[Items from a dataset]
++++++++++++++++++++

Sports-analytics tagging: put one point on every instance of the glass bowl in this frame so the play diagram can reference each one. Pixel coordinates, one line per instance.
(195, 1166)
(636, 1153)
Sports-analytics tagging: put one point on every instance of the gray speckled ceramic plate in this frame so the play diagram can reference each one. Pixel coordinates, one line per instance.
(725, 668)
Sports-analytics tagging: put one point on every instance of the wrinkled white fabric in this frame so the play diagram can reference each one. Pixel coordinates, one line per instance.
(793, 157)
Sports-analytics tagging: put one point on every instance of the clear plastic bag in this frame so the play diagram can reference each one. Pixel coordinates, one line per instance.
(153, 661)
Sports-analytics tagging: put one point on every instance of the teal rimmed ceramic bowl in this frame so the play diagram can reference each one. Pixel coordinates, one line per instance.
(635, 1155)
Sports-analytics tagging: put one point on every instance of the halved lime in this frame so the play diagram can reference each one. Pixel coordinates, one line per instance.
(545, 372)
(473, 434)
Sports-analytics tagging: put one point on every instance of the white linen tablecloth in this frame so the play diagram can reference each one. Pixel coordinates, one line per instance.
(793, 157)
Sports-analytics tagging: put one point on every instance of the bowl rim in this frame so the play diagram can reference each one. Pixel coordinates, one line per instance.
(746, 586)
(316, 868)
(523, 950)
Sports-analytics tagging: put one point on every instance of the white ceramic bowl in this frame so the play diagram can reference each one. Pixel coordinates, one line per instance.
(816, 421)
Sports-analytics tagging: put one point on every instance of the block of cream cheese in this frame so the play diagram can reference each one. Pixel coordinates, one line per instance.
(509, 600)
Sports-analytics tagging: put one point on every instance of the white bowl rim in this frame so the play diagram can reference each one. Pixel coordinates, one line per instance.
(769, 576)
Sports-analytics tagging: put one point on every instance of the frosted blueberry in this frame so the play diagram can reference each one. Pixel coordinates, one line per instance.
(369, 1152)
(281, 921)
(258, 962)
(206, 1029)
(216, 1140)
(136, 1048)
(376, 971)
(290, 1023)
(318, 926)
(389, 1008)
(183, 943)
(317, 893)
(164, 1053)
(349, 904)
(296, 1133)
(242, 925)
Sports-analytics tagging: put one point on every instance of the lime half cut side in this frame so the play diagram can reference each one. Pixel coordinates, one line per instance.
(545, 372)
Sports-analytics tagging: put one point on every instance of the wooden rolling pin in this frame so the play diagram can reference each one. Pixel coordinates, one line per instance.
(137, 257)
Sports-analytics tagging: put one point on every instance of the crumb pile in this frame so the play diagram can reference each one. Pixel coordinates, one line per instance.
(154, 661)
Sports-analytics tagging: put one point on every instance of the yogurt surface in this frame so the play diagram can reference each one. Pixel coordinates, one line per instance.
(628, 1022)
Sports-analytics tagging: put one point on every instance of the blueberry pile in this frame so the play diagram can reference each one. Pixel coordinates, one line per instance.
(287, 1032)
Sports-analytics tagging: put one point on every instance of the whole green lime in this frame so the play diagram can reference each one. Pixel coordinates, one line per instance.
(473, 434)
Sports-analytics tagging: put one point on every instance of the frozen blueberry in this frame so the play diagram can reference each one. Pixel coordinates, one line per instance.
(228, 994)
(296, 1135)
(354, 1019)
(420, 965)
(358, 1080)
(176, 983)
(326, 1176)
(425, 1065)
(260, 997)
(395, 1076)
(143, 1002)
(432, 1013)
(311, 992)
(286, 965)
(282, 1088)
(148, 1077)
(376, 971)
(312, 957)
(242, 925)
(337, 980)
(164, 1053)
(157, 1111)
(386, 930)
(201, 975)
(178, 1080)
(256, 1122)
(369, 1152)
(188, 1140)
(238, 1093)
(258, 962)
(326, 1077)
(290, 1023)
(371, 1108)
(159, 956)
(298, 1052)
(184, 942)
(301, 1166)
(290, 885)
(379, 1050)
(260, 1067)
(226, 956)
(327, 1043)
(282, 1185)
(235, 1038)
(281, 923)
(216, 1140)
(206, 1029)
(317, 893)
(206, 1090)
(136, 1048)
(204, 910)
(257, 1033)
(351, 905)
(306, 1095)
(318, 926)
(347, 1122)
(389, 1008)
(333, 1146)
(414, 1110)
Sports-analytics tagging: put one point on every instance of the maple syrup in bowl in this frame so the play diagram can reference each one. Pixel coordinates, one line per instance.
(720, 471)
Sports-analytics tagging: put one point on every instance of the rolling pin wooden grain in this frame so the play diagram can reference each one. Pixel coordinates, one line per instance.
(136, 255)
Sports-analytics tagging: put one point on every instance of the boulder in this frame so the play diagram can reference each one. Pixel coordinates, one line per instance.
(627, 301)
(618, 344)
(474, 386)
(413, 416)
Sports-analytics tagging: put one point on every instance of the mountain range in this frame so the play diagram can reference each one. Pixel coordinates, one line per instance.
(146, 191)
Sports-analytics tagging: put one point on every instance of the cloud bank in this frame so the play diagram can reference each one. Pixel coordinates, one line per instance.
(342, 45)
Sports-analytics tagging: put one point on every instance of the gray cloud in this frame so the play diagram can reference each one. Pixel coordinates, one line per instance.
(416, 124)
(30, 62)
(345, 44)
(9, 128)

++++++++++++++++++++

Restate the whole of the data exactly.

Output of the exercise =>
Sports-analytics tagging: put one point on every instance of the glass bowl in this frame so the play diagram can reference each one. Pixel coordinates, one line per instance.
(195, 1166)
(636, 1153)
Sports-analytics tagging: put one point on every instance of the gray speckled ceramic plate in this frame so the play diagram can reference each one. Pixel coordinates, one line per instance.
(725, 668)
Sports-analytics tagging: put one point on every instance of the wrinkled white fabric in this frame so the play diagram can reference each one. Pixel coordinates, one line per instance.
(793, 157)
Sports-analytics tagging: put one point on every instance of the clear plastic bag in this frame so the play diagram can reference each one. Pixel coordinates, one line per instance.
(153, 661)
Sports-analytics tagging: put one point on every instance of the teal rimmed ceramic bowl in this frame so the play diagram can reference each one. Pixel coordinates, one line per instance.
(635, 1155)
Sports-analytics tagging: put one point on every instance of the halved lime in this frame so the play diagram can reference each one. Pixel coordinates, one line per instance.
(545, 372)
(473, 434)
Sports-analytics tagging: put one point on every instance of the white linen tablecloth in this frame so the play diagram can reference each one. Pixel coordinates, one line per instance.
(793, 157)
Sports-analytics tagging: put one point on every instance of the bowl rim in this frame so the play diagram can reference each one. Pixel coordinates, one line per instance.
(746, 586)
(316, 868)
(523, 950)
Sports-analytics tagging: put one point on every instance of the white ceramic bowl in this frame so the play diagram can reference each one. Pixel coordinates, one line per instance.
(816, 421)
Sports-analytics tagging: put one point on every instance of the block of cream cheese in this frame so the play diagram can reference each one. Pixel coordinates, one line per instance.
(509, 600)
Sports-analytics tagging: put one point on every instance of the white bowl rim in this frame so the play diagram can reference each one. Pixel coordinates, one line per instance.
(769, 576)
Sports-analytics tagging: put one point on every instance of the frosted blueberry in this frame so the play diagram can reference each one. Pixel coordinates, one line per instance.
(369, 1152)
(281, 921)
(258, 962)
(206, 1029)
(216, 1140)
(136, 1048)
(376, 971)
(290, 1023)
(318, 926)
(389, 1008)
(183, 943)
(317, 893)
(164, 1053)
(349, 904)
(296, 1133)
(242, 925)
Sports-analytics tagging: put one point on every instance of the lime half cut side in this frame so the play diagram can reference each one. Pixel coordinates, one line per instance.
(545, 372)
Sports-analytics tagging: put one point on every instance of the wooden rolling pin in this frame so the play diagram can reference each one. Pixel coordinates, one line per instance.
(137, 257)
Sports-analytics tagging: put one point on every instance of the crumb pile in this frame so the play diagram can reference each one. Pixel coordinates, one line per instance.
(154, 661)
Sports-analytics tagging: put one point on every instance of the yogurt surface in this frame so the play diagram can reference each one. Pixel coordinates, one line per instance.
(628, 1022)
Sports-analytics tagging: put one point on every instance of the blueberry pile in this frame so the play diagram can reference each one. Pixel coordinates, one line per instance.
(287, 1032)
Sports-analytics tagging: put one point on every instance of the whole green lime in this frame so the play diagram can reference each one. Pixel coordinates, one line per instance.
(473, 434)
Sports-analytics tagging: put one point on every instance of the frozen blueberry in this frame so the play diagram can reference each one. Pixel coordinates, one line per instance.
(228, 994)
(296, 1135)
(354, 1019)
(420, 965)
(358, 1080)
(176, 983)
(326, 1176)
(425, 1065)
(260, 997)
(395, 1076)
(143, 1002)
(432, 1013)
(311, 992)
(286, 965)
(282, 1088)
(148, 1077)
(376, 971)
(312, 957)
(242, 925)
(337, 980)
(164, 1053)
(157, 1111)
(386, 930)
(201, 975)
(178, 1080)
(256, 1122)
(369, 1152)
(188, 1140)
(238, 1093)
(258, 962)
(326, 1077)
(290, 1023)
(371, 1108)
(159, 956)
(298, 1052)
(184, 942)
(301, 1166)
(290, 885)
(379, 1050)
(260, 1067)
(226, 956)
(327, 1043)
(282, 1185)
(235, 1038)
(281, 923)
(216, 1140)
(206, 1029)
(317, 893)
(206, 1090)
(136, 1048)
(204, 910)
(257, 1033)
(351, 905)
(306, 1095)
(318, 926)
(347, 1122)
(389, 1008)
(333, 1146)
(414, 1110)
Sports-analytics tagging: put one point on every instance of the maple syrup in bowl in this frame so the play diagram can reference each one. Pixel coordinates, one line per instance.
(720, 471)
Sports-analytics tagging: put one point on every instance of the rolling pin wooden grain in this frame so the play diagram can reference each one. Pixel coordinates, one line per instance.
(136, 255)
Sports-analytics tagging: put one point on every instance of the boulder in this frame so the play diagram can reference each one. Pixel coordinates, one line per instance.
(627, 301)
(618, 344)
(474, 386)
(413, 416)
Sports-analytics tagging: put one point on every instance of the mountain range in this frame so the play diagram can reference each one. Pixel coordinates, one line per instance.
(146, 191)
Sports-analytics tagging: put one point on every instance of the cloud bank in this frame so the play diagram can reference each one. Pixel coordinates, one line per instance.
(342, 45)
Sports-analytics tagging: put one point on every instance of the gray cloud in this frame so the play diagram can reference each one. Pixel coordinates, one line per instance.
(416, 124)
(30, 62)
(345, 44)
(9, 128)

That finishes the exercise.